### TEXT EXTRACT ###

ENTHUSIASM and the willingness to try something new are great qualities. I often think that we are too reluctant to take advantage of some of the innocent pleasures and experiences that come our way. Recently my wife returned from the children's library with a charming book relating the adventures of a hedgehog and his prosaic but kindly friend, the woodchuck.
The hedgehog is, in his ingenious and poetic way, an enlarger of horizons. He is a nocturnal creature, while his friend is firmly and happily a daylight animal. However, Hedgehog is convinced that his friend is missing out and arranges to introduce Woodchuck to his nighttime world. ``I will show you the stars and the moon in the sky. I will show you the earth with no shadows. We will dance in the meadows and creep through the woods and sing with the wild river toads.''
There is something disarming about a true enthusiast, whether the subject is postage stamps, gardening, carpentry, or the pastoral pleasure of dancing in the meadows and caroling to an amphibian descant.
I recall in my university days a fellow student who used to travel from Glasgow to Edinburgh by train with a tape recorder for the sole purpose of cap-turing the music of a disappearing breed of steam locomotive. He did not see himself as part of an eccentric minority. Instead, he was convinced that anyone who shared his experience must inevitably share his enthusiasm, and so he invited me to listen to the first half-hour of his tape.
Although I had read and enjoyed Kip-ling's engineering stories, I was not otherwise attracted to things mechanical, and life would not have been a desert without them. But I almost came to understand his absorption as he lay stretched out on the ancient carpet, beating time to the rugged poetry of the belching smoke and the hissing steam and the metallic roar of the driving wheels.
Almost, but not quite, and so to my real regret some months later I missed the epic and legendary last train from Leuchars to St. Andrews when they closed down the line. Many students traveled back to university during the vacation specially for the experience, and members of the university railway club pulled the communication cord a dozen times in the five-mile journey in a boisterous but affectionate farewell.
In the story, Hedgehog eventually persuades Woodchuck to get out of bed, at a time when he is normally snug and well organized for a long sleep, and stumble grumbling into the chilly darkness with him. ``Woodchuck shivered and stamped his feet. `It is awfully cold' he said, `and awfully, awfully dark.''' At the critical moment it starts to rain and the two flee back indoors.

###

WHAT IS BEING ASKED: Continue the essay on enthusiasm with the next few paragraphs, starting right after the hedgehog and the woodchuck flee back indoors from the rain.

### DATA PROVIDED ###

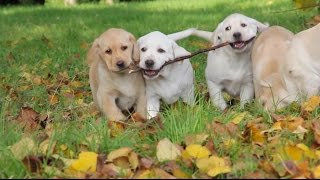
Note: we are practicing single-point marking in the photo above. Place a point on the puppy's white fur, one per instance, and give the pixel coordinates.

###

REPLY TO THE EXERCISE:
A few years ago I attended a seminar at a country hotel in the eastern highlands of Zimbabwe. It was June, and winter there, and we wore thick jerseys and logs crackled in the stone hearth of the sitting room. At dinner one evening, my neighbor and I found ourselves talking about fishing. As a boy in Malawi, I had fished in a coarse but satisfactory fashion with a handline from a dinghy rowed by my brother. The latter used to double our chances by winding a second line around his big toe, with the un-spoken prayer that he should not catch anything large, such as a turtle or crocodile.
I shared my experiences, except for the bit about the big toe, with my acquaintance. He was in a different league and fished exclusively for trout in the approved manner, with dry flies which he tied himself. He fixed me with a compelling eye, like the Sea Rat in ``The Wind in the Willows.'' He asked me if I had ever cast for trout. I confessed that I had not. As it happened, he had brought a spare rod, and he invited me to join him before breakfast the next morning on the lake in front of the hotel. I had a vision of myself casting with the ease of a champion to the amazement and admiration of my neighbor, and accepted without a second thought.
At 5 o'clock the following morning, the idea lacked genius. Mist blotted out the surrounding hills and the pine trees, and frost lay like a thick crust of sparkling sugar on the stubbly grass. I crunched up and down on the lawn waiting for my colleague, who emerged at last from a frigid cloud bank with a friendly greeting. The jetty was covered in glittering crystals and in the boat there was solid ice on the thwarts and under the duckboards. My companion seemed not to notice.
In the middle of the lake the water was dark and dead and bleak, and we sat in our boat encircled by freezing mist, unable to see the shore. I did not achieve the perfect cast, and even now I find the vision of lengthening coils of wet line whipping backward and forward out of the fog, 2 feet above the gunwales, disturbing. We caught no fish, but breakfast never tasted better, and I rediscovered a fundamental truth. A little innocent lunacy makes experiences memorable.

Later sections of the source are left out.